Have you evaluated the network performance of each of these protocols? Why leverage a TCP based protocol? Are they long lived session where you don't have to establish a TCP handshake?

#

I don't see a network protocol they support that is UDP based

mint glade Feb 17, 2023, 9:20 PM

#

I'd prefer UDP or RTP (on top of UDP). It is possible to use UDP, I just don't think they have a ready-made stream for it.

mortal forge Feb 17, 2023, 9:20 PM

#

Guess they want to ensure the data reliably gets there. If you use UDP, you might not get the full sample, now that I think of it

#

They are using the network to handle retransmissions of lost packets.

mint glade Feb 17, 2023, 9:21 PM

#

Since we're doing on-device wake word recognition, I'm not as worried about streaming performance. Our commands are 5-10 seconds or less.

mortal forge Feb 17, 2023, 9:22 PM

#

They also support RAW, so nothing preventing us from sending it anyway we like. Even over MQTT, if you wanted

mint glade Feb 17, 2023, 9:22 PM

#

This would be a fun way to save a few bits: https://github.com/phoboslab/qoa

mortal forge Feb 17, 2023, 9:23 PM

#

I like it

mint glade Feb 17, 2023, 9:24 PM

#

Gotta head to a meeting; let's chat more later 👍

mortal forge Feb 17, 2023, 9:27 PM

#

kk.. btw, terse look shows

AUDIO_STREAM_WRITER, the connection is [raw] ->[codec-mp3]->[i2s]. So no reason we couldn't use [raw] ->[codec-mp3]->[QOA]

lapis ore Feb 18, 2023, 8:41 PM

#

Can sound stupid , but can we cut the responses and change with rgb light. ESP music stream player is a wish from long time of users , and no one achieved it. Let’s make it simple like you did with intense - first wave only hassio.turn.on second month response come. There has many environment that no need a voice response - work shop , bathroom and etc. Cheep trigger devise will be need it. And one RGB can give many information back, or simple 7 segment display… if i2c is limited by microphones and display is need it. Let’s focus of catch key word and sent it to HA.

§ **Given material**
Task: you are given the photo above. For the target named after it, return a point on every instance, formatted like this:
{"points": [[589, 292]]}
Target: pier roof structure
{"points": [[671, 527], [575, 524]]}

§ **What you have to do**
From the audio streaming thread above, pull out the text between "I don't see" and "stream for it.", inclusive, reproduced word for word.

§ **Task response**
I don't see a network protocol they support that is UDP based

mint glade Feb 17, 2023, 9:20 PM

#

I'd prefer UDP or RTP (on top of UDP). It is possible to use UDP, I just don't think they have a ready-made stream for it.